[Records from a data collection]
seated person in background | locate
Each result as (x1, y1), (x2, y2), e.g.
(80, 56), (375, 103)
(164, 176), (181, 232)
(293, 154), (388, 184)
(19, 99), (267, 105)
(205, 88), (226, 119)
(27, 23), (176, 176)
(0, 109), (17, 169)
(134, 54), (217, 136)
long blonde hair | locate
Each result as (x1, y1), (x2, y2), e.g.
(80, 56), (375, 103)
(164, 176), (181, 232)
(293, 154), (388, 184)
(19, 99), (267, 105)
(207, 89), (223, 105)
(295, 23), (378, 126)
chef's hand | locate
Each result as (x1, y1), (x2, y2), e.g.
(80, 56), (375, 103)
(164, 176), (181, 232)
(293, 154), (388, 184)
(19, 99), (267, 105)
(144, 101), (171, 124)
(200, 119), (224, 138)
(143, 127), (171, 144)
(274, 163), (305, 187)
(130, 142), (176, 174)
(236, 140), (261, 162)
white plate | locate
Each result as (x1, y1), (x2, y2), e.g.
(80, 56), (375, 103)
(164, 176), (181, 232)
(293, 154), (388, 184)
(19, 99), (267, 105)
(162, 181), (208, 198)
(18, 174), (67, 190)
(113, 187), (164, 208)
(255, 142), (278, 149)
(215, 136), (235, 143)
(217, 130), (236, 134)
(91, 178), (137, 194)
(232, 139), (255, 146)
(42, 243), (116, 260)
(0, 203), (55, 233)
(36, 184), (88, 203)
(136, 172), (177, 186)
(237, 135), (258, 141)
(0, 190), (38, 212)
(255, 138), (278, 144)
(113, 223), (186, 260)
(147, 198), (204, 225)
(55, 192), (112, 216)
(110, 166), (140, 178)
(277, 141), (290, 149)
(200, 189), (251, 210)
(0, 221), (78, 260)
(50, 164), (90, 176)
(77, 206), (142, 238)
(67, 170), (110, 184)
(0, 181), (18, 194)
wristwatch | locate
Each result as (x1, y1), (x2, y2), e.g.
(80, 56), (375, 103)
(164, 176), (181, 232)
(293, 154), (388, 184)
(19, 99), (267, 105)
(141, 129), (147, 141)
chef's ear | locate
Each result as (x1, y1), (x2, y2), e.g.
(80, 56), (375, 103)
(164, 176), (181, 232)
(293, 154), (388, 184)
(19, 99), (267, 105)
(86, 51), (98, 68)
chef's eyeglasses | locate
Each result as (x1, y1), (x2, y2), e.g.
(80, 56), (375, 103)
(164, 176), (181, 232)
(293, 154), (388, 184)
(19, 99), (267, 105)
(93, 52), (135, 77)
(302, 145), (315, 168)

§ Your goal: Go through the entries above, and wherever a line holds the word "chef", copy that line.

§ Task response:
chef's hand | locate
chef's ear | locate
chef's eyeglasses | locate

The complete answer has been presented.